■ Task instructions
Reproduce the data below line for line, beginning with the line that contains "Target = water tower leg" and stopping after the line that contains "[(152, 158)]". Output nothing else.

* begin Entries *

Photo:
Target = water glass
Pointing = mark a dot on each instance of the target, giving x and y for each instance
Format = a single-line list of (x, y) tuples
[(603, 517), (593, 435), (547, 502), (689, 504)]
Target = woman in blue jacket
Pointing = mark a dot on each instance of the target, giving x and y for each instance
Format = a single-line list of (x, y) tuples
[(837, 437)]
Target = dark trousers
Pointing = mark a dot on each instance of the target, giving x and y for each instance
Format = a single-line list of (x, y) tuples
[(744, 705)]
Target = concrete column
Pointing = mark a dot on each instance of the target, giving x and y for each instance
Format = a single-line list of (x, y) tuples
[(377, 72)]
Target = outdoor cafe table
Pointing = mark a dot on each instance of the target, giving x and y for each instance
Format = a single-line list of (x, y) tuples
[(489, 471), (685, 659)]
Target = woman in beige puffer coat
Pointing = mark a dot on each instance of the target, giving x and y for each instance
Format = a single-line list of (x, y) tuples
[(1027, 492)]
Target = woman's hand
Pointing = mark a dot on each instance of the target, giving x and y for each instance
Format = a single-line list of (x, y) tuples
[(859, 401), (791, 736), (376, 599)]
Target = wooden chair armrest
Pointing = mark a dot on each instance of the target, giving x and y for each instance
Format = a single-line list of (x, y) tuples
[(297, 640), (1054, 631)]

* end Entries *
* begin Entries *

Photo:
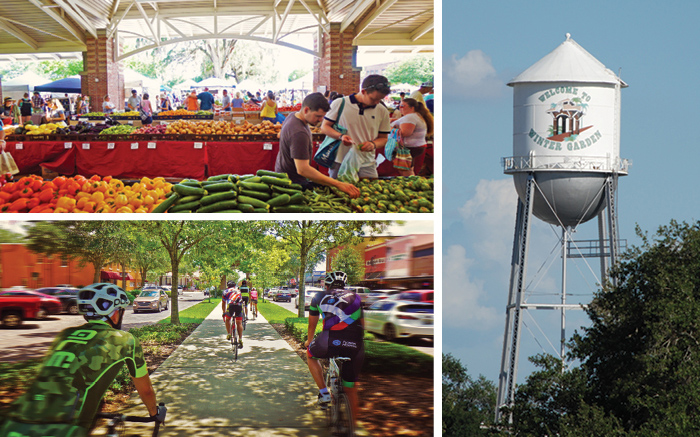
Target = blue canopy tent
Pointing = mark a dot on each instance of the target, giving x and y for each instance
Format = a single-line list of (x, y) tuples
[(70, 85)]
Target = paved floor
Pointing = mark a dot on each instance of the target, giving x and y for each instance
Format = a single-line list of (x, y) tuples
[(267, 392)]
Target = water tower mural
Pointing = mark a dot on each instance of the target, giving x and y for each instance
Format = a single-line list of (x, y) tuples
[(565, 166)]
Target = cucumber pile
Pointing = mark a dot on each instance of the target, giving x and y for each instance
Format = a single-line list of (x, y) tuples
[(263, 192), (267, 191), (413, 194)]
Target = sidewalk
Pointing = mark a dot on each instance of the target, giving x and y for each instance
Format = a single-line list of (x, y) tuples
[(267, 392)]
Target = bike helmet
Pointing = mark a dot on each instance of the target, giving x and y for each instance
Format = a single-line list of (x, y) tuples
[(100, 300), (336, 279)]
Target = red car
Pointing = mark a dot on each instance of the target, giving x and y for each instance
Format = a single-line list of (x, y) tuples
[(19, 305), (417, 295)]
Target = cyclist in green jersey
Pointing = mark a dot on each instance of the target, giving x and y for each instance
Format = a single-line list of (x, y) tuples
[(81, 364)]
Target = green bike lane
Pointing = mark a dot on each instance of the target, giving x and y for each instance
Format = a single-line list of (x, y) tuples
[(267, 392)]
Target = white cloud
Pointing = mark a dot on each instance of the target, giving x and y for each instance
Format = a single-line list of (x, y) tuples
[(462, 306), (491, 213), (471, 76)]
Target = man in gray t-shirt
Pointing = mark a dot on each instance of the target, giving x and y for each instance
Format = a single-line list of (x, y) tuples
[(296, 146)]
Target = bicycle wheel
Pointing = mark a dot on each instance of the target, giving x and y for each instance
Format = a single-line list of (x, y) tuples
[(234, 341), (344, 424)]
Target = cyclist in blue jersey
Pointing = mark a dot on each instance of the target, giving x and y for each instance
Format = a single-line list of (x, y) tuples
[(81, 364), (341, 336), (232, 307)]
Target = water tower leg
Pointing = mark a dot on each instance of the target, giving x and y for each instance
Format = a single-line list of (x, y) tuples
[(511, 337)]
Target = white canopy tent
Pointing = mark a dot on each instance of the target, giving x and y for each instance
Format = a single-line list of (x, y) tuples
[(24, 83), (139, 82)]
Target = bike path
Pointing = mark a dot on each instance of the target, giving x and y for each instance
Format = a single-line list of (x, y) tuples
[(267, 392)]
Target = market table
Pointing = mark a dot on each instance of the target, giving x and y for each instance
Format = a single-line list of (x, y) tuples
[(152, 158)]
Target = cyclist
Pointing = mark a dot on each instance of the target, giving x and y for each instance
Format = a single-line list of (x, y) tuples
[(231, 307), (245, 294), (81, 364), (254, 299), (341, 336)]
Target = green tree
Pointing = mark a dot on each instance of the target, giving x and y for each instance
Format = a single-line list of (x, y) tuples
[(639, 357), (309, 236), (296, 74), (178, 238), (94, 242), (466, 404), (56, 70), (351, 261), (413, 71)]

* end Entries *

■ Result of the task
Target = water tower leg
Pointing = mark a dot on each instance of the target, giving x and y for each instance
Format = a single-line list of (x, y) tuples
[(511, 337)]
Target = white canopy tent
Pointing = mark a dot on each instance of the target, giving x and y for each instance
Format = a single-line list of (x, y) tuples
[(24, 83), (139, 82)]
Target = bike path
Pointing = mark a dot on each instance of the target, giving x and y for each instance
Format = a single-line list of (x, y) tuples
[(267, 392)]
Target = market table
Pointing = mark a dot on each instance of the target, giving x and y for each instance
Format = a single-line list of (x, y) tuples
[(152, 158)]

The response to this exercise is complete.